Instructions:
1: In the WRF performance text, reproduce the stretch from "The example used" through "as shown below." verbatim.
2: According to the WRF performance text, how much memory does the ecs.scch5.16xlarge platform have?
3: Extend the WRF performance text from its final sentence onward.

Text shown:
···
By Sun Xiangzheng
Alibaba Cloud Elastic High Performance Computing (E-HPC) provides users with HPC services over the public cloud based on the Alibaba Cloud infrastructure. In addition to the computing resources, E-HPC also provides many stand-alone functional modules, such as job management, user management, cluster command execution, and CloudMetrics. CloudMetrics allows users to view the usage of cluster resources on the performance dashboard and monitor the status of all cluster nodes.
For node performance, users can view the change curves and historical data of node-specific metrics and associate such information with the scheduled job information. For process performance, users can view the historical information of specific processes to determine the process that needs to be analyzed. Based on the performance analysis, users can obtain the function distribution and stack calling information of hotspots and learn the execution status of applications.
What Is WRF?
Weather Research and Forecasting (WRF) is a type of open source National Weather Service (NWS) software that adopts the next-generation mesoscale forecasting model and is widely used in the meteorological industry. As meteorological and climatic computing is gradually migrated to the cloud, WRF must be optimized to adapt to the cloud super computing environment. This article describes how to use CloudMetrics to analyze the performance characteristics of WRF running on the cloud and optimize WRF step by step.
The example used for computing in this article is based on Chinese weather forecast data. The platform used is ecs.scch5.16xlarge, which is equipped with 32 cores, 64 vCPUs, 192 GB of memory, and 10 Gbit/s Ethernet, and 46 Gbit/s RoCE network adapters.
Initial Operation Monitoring
CloudMetrics is connected with the cluster scheduling system, and the historical data can be automatically stored. Therefore, you can submit jobs directly in the scheduling system. After these jobs are completed, you can view the runtime performance characteristics of these jobs at any time. Figure 1 displays the runtime performance characteristics of WRF as shown below.
Figure 1a. Performance characteristics displayed by node
Figure 1b. Performance characteristics displayed by metric
Figure 1.a shows the changes of different metrics of a single node, which exhibit the obvious periodic nature of the program. The storage bandwidth increases significantly at a certain interval, accompanied by the decrease in network communication between nodes. In this example, a total of seven result files are generated, corresponding to the seven peaks of the monitored storage bandwidth. In addition, all the result files are written after the hourly forecast, so no pressure is imposed on the storage bandwidth during the running process.
Figure 1.b shows the changes of network performance between nodes, which exhibit the unbalanced loads between nodes. The unbalanced loads can be explained by the application logic. Weather forecasting is related to terrains (such as land or ocean), and information exchanged on the process boundaries may vary according to dynamic changes in loads (such as cloud movement). Therefore, an imbalance exists in network communication between nodes. However, the network bandwidths of all nodes are relatively low. As two network types are configured on the platform, you need to check whether the high-speed RoCE network is used.
···
Bounding box annotation entries:
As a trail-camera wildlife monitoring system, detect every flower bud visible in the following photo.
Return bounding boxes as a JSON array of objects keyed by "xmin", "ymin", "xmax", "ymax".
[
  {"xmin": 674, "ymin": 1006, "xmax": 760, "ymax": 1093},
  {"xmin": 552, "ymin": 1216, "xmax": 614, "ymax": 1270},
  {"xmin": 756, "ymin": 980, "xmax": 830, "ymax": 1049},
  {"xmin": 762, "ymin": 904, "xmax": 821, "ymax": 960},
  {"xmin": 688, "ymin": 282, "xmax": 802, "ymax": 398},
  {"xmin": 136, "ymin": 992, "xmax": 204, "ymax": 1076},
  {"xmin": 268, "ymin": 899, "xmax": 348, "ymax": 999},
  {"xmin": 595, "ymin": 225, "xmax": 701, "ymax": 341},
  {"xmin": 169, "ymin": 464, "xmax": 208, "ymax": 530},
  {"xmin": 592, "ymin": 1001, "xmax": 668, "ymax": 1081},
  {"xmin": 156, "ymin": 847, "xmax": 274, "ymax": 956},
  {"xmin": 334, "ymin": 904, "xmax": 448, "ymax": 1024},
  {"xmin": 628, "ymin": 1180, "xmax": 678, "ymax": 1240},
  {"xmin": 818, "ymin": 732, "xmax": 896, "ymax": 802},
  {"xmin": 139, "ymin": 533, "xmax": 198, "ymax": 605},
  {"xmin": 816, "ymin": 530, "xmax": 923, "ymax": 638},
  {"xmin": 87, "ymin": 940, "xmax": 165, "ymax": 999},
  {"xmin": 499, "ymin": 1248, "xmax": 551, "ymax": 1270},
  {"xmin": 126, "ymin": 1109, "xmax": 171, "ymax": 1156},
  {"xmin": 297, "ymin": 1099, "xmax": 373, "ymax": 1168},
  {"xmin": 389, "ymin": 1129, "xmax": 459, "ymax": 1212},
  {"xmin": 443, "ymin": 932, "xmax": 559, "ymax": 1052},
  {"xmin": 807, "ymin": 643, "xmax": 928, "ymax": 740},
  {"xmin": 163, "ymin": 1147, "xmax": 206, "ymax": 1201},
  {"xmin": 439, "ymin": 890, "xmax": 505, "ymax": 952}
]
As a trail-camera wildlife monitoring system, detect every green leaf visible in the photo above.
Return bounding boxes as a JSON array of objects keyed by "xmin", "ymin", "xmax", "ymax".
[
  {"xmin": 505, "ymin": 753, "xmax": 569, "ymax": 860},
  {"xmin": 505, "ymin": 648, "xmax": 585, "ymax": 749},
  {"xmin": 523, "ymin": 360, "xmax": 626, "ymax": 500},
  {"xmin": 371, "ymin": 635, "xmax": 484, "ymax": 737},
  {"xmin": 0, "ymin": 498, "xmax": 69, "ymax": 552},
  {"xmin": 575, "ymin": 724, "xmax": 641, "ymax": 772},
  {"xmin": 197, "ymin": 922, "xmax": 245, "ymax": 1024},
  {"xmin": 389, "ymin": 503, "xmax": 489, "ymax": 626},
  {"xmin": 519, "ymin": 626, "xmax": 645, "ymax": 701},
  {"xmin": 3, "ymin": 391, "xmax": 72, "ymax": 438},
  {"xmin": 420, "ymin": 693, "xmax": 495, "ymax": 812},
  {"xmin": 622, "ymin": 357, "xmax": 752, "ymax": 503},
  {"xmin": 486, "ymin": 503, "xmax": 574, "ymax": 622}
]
···
Answers to each task:
1:
The example used for computing in this article is based on Chinese weather forecast data. The platform used is ecs.scch5.16xlarge, which is equipped with 32 cores, 64 vCPUs, 192 GB of memory, and 10 Gbit/s Ethernet, and 46 Gbit/s RoCE network adapters.
Initial Operation Monitoring
CloudMetrics is connected with the cluster scheduling system, and the historical data can be automatically stored. Therefore, you can submit jobs directly in the scheduling system. After these jobs are completed, you can view the runtime performance characteristics of these jobs at any time. Figure 1 displays the runtime performance characteristics of WRF as shown below.

2: 192 GB

3:
Changing Network Type to RoCE for Performance Monitoring
The run configuration indicates that the MPI communication is set to Ethernet. Therefore, you need to modify the network settings to use the high-speed RoCE network instead and submit jobs to be monitored again. Figure 2 shows the runtime performance characteristics of WRF obtained after MPI communication is changed to RoCE.
Figure 2a. Performance characteristics displayed by node
Figure 2b. Performance characteristics displayed by metric
Obviously, the network bandwidth and storage bandwidth between nodes increase when the program is running. This is because the RoCE network is used for communication during computing. The Ethernet bandwidth resources can be used for storage operations. The network communication bandwidth increases from the original 180 Mbit/s and 240 Mbit/s to the current 320 Mbit/s and 450 Mbit/s.
The monitoring results indicate that the storage bandwidth is not balanced between nodes. Only the compute22 node handles the file operations. Therefore, it is difficult to effectively utilize the overall bandwidth resources of NAS.
Adopting PNetCDF to Implement Multi-Node Parallel I/O
It is time consuming to analyze the file I/O operations using logs. About 25% more time is needed in certain examples, and this may change with the computing scale. WRF uses the NetCDF file format. If you use the NetCDF classic mode, that is, the primary process collects the result data from all secondary processes and completes the file writing operations (as shown in Figure 3.a), the network and storage monitoring data are consistent with the previous monitoring data.
Figure 3. Comparison of NetCDF I/O schemes (3a. Serial I/O; 3b. Parallel I/O)
To improve the running efficiency, you can use the optimized parallel NetCDF (PNetCDF) scheme, that is, all nodes participate in I/O operations to reduce the wait time, as shown in Figure 3.b.
You can use this PNetCDF scheme to enhance the WRF performance, and submit jobs to be monitored again. Figure 4 shows the runtime performance characteristics of WRF obtained after RoCE and PNetCDF scheme is used.
Figure 4a. Performance characteristics displayed by node
Figure 4b. Performance characteristics displayed by metric
As shown in Figure 4, every node has monitoring data for metrics related to I/O operations, which is consistent with the working principle of the PNetCDF scheme. The monitoring results indicate that the file operation time is significantly reduced after each hourly forecast task is completed, and performance is further improved.
CloudMetrics on the E-HPC platform is a cluster operation monitoring and application performance analysis module. In the past, you had to rely on the timestamp output by WRF log to observe the running status of WRF. Now, you can fully monitor the runtime performance characteristics of WRF with the help of CloudMetrics. In addition, based on the runtime performance characteristics of the application, you can deploy the high-speed RoCE network and optimized PNetCDF scheme to gradually improve the operational efficiency of WRF and eventually achieve a WRF performance of 2.4X, as shown in Figure 5.
Figure 5. WRF performance optimization results (average time required to complete hourly forecasting)